(Detection examples)
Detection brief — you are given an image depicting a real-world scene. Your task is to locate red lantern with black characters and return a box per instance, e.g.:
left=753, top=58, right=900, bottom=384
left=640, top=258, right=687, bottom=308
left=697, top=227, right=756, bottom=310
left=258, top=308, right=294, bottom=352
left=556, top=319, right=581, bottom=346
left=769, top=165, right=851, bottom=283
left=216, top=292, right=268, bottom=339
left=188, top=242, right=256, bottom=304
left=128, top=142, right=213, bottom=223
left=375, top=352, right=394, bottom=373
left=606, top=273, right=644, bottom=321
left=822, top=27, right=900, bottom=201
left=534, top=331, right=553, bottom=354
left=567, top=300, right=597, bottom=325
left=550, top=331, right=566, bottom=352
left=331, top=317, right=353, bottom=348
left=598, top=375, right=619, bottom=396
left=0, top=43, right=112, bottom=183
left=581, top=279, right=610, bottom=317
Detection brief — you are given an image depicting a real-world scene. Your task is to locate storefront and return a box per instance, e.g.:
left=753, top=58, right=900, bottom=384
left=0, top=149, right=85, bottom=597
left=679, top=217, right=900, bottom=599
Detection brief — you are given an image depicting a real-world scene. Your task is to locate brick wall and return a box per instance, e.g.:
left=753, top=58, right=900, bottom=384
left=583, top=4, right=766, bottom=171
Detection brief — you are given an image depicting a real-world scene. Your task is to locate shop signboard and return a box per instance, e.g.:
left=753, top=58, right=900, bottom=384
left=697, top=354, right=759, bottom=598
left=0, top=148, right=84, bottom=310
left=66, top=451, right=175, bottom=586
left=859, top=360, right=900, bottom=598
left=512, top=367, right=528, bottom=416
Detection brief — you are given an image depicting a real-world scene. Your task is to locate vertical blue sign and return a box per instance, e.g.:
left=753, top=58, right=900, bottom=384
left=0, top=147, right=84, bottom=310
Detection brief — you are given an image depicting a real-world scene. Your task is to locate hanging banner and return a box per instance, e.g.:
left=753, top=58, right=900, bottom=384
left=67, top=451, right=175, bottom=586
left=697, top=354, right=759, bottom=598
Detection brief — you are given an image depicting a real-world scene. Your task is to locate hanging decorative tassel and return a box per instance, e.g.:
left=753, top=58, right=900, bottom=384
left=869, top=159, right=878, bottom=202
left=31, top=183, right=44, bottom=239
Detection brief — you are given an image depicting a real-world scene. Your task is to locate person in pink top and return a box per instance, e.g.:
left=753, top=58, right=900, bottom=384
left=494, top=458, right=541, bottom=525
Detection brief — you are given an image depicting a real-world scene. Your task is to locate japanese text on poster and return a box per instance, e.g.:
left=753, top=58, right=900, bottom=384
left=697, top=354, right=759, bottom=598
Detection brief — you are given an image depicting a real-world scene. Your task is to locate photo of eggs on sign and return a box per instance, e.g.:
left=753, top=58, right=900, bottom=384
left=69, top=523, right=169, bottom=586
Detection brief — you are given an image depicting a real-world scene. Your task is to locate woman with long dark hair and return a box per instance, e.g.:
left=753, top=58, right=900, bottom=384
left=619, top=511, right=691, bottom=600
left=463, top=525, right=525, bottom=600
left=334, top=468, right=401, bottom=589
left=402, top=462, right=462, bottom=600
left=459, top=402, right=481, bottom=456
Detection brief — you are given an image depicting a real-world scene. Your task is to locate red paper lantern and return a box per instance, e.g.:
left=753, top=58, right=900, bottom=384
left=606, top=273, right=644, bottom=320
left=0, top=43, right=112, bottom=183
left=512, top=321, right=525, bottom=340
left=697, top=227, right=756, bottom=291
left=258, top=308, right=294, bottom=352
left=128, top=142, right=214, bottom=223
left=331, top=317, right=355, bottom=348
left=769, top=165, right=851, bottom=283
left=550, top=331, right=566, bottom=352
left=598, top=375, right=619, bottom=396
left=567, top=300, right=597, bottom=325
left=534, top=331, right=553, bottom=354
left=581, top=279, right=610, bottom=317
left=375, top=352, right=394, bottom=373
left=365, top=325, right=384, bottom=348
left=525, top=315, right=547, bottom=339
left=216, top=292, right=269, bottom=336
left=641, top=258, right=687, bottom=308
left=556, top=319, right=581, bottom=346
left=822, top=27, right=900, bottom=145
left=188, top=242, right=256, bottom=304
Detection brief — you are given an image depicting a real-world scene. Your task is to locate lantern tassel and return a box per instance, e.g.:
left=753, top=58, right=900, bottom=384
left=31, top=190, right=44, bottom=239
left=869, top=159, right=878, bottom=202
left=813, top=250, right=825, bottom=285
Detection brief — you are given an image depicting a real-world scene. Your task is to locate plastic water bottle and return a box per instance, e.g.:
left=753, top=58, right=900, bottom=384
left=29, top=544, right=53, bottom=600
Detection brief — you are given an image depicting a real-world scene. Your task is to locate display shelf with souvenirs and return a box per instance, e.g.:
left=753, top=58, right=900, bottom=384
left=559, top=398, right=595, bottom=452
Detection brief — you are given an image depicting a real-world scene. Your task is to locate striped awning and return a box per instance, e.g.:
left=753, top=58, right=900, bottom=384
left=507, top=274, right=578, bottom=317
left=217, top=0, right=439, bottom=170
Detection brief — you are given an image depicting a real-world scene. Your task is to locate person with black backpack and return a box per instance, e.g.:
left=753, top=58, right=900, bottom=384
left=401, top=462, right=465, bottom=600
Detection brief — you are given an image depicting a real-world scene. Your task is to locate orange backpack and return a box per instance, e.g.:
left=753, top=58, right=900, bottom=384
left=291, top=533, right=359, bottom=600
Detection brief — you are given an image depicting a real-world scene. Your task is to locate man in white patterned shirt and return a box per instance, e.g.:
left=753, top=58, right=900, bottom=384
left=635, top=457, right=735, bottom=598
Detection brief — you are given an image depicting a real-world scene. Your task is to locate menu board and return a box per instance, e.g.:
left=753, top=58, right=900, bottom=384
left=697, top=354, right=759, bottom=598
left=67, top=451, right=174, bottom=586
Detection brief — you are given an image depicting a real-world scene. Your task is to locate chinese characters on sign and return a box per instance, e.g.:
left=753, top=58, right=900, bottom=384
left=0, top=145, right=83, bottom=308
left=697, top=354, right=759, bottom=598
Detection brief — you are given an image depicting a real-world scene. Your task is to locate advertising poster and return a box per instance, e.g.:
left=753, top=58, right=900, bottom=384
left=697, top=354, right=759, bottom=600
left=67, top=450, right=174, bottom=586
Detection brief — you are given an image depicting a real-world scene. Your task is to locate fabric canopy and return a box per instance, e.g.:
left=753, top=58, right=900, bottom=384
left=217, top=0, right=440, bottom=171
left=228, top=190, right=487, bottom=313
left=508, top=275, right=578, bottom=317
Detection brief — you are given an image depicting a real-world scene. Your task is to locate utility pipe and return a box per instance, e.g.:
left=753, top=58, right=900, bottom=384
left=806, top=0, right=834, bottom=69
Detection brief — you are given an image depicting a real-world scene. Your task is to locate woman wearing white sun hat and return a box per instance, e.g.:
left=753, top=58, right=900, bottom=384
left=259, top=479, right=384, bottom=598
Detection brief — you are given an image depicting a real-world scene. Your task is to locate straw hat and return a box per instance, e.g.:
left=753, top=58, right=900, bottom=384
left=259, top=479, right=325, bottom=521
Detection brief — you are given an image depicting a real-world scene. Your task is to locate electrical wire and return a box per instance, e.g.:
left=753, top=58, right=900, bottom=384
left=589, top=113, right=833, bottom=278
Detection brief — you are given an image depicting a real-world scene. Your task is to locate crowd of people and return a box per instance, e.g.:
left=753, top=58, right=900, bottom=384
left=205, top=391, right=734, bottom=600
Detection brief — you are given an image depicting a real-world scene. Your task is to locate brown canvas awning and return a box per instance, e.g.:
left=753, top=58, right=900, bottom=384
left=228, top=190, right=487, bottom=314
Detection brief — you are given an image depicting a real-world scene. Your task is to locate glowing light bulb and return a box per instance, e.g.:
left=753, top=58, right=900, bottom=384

Prompt: Count the lines in the material above that contain the string "white", treating uppercase and lowercase as different, and give only that number.

Answer in full: 2